### YOUR OBJECTIVE
Copy all lines in the material holding the string "woman".

• • • • • • •

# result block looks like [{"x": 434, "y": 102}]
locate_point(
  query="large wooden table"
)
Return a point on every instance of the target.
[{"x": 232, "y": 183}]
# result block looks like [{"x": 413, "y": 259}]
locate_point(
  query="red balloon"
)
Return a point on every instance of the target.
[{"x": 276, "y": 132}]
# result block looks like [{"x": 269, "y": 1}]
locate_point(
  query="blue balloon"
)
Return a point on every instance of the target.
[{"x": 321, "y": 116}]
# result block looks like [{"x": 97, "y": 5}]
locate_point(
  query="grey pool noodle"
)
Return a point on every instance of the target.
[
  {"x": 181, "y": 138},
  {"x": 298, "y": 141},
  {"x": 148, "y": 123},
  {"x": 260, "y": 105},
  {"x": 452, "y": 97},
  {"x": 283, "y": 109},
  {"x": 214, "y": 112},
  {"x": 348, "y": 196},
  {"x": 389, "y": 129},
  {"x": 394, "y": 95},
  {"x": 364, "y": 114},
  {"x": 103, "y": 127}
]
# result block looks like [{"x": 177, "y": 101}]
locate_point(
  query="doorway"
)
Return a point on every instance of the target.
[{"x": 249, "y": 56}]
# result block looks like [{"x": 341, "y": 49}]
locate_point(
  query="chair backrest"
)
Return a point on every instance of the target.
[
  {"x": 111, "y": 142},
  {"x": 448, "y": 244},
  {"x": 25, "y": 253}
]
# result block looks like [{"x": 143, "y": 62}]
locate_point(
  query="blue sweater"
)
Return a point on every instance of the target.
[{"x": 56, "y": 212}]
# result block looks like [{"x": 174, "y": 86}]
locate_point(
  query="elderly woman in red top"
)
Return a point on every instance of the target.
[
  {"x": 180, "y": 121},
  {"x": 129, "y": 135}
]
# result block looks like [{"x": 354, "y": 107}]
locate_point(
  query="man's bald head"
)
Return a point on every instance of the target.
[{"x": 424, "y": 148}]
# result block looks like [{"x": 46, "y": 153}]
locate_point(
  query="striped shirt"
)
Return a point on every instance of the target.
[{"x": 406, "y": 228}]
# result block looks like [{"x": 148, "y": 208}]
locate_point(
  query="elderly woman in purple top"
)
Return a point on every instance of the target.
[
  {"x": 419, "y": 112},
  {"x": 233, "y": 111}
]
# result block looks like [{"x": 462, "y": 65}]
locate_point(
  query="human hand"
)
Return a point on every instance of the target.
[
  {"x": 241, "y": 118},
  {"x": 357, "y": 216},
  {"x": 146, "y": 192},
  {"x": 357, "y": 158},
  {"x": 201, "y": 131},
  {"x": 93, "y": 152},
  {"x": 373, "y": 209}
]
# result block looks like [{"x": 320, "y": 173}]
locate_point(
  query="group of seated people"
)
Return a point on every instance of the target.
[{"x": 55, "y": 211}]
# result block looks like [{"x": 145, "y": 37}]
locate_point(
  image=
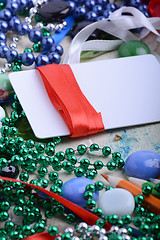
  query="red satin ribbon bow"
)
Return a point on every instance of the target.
[{"x": 67, "y": 97}]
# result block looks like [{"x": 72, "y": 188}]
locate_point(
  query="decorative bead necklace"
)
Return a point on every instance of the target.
[{"x": 29, "y": 157}]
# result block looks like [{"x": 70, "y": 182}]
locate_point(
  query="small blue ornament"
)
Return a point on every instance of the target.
[
  {"x": 74, "y": 189},
  {"x": 143, "y": 164}
]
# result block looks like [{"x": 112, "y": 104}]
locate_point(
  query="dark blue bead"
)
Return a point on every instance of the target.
[
  {"x": 47, "y": 42},
  {"x": 13, "y": 7},
  {"x": 80, "y": 12},
  {"x": 14, "y": 23},
  {"x": 42, "y": 60},
  {"x": 3, "y": 26},
  {"x": 90, "y": 3},
  {"x": 102, "y": 2},
  {"x": 2, "y": 44},
  {"x": 91, "y": 16},
  {"x": 27, "y": 58},
  {"x": 57, "y": 48},
  {"x": 22, "y": 29},
  {"x": 5, "y": 14},
  {"x": 3, "y": 37},
  {"x": 11, "y": 55},
  {"x": 135, "y": 3},
  {"x": 22, "y": 4},
  {"x": 72, "y": 5},
  {"x": 111, "y": 7},
  {"x": 35, "y": 35},
  {"x": 98, "y": 9},
  {"x": 54, "y": 57},
  {"x": 3, "y": 50}
]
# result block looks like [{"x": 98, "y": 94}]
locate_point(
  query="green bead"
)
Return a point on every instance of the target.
[
  {"x": 66, "y": 236},
  {"x": 139, "y": 199},
  {"x": 39, "y": 227},
  {"x": 81, "y": 149},
  {"x": 98, "y": 212},
  {"x": 28, "y": 50},
  {"x": 98, "y": 165},
  {"x": 111, "y": 165},
  {"x": 24, "y": 177},
  {"x": 53, "y": 176},
  {"x": 146, "y": 190},
  {"x": 70, "y": 218},
  {"x": 100, "y": 223},
  {"x": 94, "y": 147},
  {"x": 116, "y": 156},
  {"x": 99, "y": 185},
  {"x": 53, "y": 231},
  {"x": 4, "y": 216},
  {"x": 106, "y": 151},
  {"x": 69, "y": 152},
  {"x": 133, "y": 48},
  {"x": 9, "y": 226},
  {"x": 126, "y": 219},
  {"x": 79, "y": 172},
  {"x": 42, "y": 171},
  {"x": 91, "y": 203},
  {"x": 60, "y": 155},
  {"x": 84, "y": 163},
  {"x": 88, "y": 195},
  {"x": 144, "y": 228}
]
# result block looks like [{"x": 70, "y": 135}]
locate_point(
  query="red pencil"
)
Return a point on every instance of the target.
[{"x": 150, "y": 202}]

• • • • • • •

### WRITTEN SOLUTION
  query="elderly woman in red top"
  query="elderly woman in purple top"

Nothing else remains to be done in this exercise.